Items from a dataset:
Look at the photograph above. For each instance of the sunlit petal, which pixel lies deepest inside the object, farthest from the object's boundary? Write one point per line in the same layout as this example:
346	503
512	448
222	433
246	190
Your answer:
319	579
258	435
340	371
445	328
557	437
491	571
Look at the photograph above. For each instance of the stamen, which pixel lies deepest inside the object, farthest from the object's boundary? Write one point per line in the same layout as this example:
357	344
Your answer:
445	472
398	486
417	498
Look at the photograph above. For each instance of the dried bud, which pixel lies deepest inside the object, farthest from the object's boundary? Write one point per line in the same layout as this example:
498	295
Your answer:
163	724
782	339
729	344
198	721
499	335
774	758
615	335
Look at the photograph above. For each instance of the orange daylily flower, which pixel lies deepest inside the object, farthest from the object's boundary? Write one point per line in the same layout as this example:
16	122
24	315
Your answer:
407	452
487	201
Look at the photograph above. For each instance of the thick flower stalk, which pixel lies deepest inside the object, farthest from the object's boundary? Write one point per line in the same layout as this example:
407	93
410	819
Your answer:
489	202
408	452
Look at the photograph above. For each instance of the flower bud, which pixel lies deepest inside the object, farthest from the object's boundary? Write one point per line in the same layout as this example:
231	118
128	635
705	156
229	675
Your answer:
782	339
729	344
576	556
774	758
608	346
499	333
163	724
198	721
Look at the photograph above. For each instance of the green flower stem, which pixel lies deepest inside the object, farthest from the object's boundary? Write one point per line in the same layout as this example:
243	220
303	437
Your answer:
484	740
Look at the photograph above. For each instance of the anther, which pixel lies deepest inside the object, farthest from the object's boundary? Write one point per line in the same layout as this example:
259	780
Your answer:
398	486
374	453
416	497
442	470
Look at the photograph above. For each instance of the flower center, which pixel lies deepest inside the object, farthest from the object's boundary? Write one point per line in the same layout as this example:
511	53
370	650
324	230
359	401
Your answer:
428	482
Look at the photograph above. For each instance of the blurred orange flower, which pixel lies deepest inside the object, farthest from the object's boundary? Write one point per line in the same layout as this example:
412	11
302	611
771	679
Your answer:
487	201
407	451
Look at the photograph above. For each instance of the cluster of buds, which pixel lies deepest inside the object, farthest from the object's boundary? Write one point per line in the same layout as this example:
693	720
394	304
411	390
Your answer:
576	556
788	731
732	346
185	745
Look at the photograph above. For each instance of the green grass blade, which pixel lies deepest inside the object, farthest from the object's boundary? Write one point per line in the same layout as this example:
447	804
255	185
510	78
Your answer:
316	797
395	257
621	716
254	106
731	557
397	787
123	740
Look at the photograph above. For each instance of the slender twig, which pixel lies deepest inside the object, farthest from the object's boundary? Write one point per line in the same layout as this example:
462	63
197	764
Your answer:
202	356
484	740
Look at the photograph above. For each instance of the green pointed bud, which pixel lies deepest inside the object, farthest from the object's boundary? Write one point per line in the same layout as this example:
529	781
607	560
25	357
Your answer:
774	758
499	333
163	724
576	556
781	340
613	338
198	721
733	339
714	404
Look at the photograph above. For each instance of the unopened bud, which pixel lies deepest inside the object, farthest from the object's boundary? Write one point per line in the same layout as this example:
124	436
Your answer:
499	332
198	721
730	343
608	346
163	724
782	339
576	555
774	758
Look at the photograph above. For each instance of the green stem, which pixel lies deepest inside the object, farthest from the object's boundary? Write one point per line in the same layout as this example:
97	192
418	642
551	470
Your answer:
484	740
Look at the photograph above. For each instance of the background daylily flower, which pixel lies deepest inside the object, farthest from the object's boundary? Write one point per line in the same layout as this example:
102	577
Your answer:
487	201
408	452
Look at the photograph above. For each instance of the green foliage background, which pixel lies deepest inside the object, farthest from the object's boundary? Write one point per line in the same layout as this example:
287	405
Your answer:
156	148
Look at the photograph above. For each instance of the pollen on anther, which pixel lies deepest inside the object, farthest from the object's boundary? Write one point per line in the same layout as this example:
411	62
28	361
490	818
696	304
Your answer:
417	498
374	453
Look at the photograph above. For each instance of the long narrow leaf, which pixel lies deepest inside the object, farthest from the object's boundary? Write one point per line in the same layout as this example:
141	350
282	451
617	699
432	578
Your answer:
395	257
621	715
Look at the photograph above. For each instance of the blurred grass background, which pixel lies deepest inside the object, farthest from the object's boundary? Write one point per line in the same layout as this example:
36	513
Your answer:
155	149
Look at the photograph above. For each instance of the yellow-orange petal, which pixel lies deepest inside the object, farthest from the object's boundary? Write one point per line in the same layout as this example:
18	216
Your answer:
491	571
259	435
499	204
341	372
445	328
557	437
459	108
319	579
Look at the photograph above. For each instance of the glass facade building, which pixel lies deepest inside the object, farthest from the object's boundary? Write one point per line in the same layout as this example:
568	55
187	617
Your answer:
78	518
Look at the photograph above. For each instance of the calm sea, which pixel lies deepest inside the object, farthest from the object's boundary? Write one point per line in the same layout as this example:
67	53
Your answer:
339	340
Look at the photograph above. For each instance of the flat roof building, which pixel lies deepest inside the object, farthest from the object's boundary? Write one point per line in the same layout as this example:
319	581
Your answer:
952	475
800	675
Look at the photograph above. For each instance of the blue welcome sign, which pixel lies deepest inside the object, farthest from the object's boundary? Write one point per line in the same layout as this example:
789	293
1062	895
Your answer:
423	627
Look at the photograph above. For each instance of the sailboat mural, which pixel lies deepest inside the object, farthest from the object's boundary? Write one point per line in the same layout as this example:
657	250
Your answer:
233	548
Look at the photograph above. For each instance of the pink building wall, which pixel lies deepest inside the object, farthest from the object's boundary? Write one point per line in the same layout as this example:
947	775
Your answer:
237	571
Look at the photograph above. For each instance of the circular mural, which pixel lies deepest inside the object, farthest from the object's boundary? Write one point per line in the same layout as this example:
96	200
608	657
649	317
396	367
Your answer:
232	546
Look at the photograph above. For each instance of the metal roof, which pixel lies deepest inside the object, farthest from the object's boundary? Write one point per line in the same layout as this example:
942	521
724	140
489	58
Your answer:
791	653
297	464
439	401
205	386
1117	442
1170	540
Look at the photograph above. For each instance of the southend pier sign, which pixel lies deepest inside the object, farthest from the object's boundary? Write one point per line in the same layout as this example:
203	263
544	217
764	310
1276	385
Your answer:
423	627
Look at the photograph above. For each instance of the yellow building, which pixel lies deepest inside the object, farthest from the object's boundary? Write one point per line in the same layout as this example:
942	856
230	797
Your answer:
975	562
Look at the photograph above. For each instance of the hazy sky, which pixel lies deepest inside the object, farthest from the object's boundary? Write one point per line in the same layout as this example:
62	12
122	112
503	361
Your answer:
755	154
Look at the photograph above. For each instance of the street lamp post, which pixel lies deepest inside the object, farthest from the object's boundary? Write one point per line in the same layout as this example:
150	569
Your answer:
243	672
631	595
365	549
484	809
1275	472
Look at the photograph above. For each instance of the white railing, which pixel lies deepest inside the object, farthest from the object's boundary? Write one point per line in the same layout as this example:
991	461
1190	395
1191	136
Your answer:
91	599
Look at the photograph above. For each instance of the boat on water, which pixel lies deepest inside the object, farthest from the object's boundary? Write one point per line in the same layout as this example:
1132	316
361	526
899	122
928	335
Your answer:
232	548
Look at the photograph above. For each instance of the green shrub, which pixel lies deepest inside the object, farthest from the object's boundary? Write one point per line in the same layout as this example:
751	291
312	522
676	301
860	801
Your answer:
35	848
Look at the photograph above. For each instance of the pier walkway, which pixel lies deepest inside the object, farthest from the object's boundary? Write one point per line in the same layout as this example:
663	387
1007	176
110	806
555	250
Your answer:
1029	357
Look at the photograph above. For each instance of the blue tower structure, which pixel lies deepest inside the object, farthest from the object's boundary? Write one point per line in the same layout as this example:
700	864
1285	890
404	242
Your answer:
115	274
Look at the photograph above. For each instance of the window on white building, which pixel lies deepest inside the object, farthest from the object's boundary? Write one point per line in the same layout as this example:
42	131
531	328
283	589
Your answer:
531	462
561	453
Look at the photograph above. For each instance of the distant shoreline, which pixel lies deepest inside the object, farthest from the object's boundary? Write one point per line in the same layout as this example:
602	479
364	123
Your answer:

**WORK TASK:** In the data above, find each line that has the word "white" and copy it out.

**WRITTEN RESPONSE:**
Look at the photograph above. For each instance of the white railing, which pixel lies deepest inside the object, farthest from the object's boundary? Write one point per line in the same layout as this example:
Look at the photograph above. For each instance of the window on white building, which pixel lies deepest inside the object, farthest from the object's boundary? Write one point per line in the same layout as this example:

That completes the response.